What you need to do ->
Are you able to quote each entry exactly as written?

Information given ->
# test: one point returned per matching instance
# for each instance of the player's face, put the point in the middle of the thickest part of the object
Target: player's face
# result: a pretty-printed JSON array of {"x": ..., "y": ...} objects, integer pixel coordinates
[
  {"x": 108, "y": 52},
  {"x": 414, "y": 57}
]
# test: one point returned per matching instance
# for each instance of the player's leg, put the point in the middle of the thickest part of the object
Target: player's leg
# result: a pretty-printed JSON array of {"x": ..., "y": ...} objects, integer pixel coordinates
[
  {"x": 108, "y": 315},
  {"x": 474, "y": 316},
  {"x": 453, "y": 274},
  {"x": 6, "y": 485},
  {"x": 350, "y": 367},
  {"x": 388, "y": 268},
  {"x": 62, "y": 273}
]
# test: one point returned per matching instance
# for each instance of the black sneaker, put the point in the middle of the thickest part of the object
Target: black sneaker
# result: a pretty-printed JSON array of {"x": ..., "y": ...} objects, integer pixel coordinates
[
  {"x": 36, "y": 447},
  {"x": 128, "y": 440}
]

Final result ->
# test: one point returned per matching instance
# for each instance of the player's face, put the point in the middle of the thickest part of the object
Target: player's face
# result: a pretty-printed JSON array of {"x": ..., "y": ...} objects, integer pixel coordinates
[
  {"x": 108, "y": 52},
  {"x": 414, "y": 57}
]
# test: one point returned per matching instance
# for each instance of the player's leg, put the point in the middle of the thickest part of the object
Target: player's leg
# result: a pretty-printed JSON array of {"x": ..., "y": ...} objects, integer pixel coordinates
[
  {"x": 108, "y": 315},
  {"x": 474, "y": 316},
  {"x": 453, "y": 274},
  {"x": 6, "y": 485},
  {"x": 350, "y": 367},
  {"x": 388, "y": 268},
  {"x": 62, "y": 273}
]
# test: one point returned per matching instance
# for each instance of the black sneaker, put the point in the middle of the thickest part of the object
Target: black sneaker
# result: a pretty-printed JSON array of {"x": ..., "y": ...} objects, integer pixel coordinates
[
  {"x": 36, "y": 447},
  {"x": 128, "y": 440}
]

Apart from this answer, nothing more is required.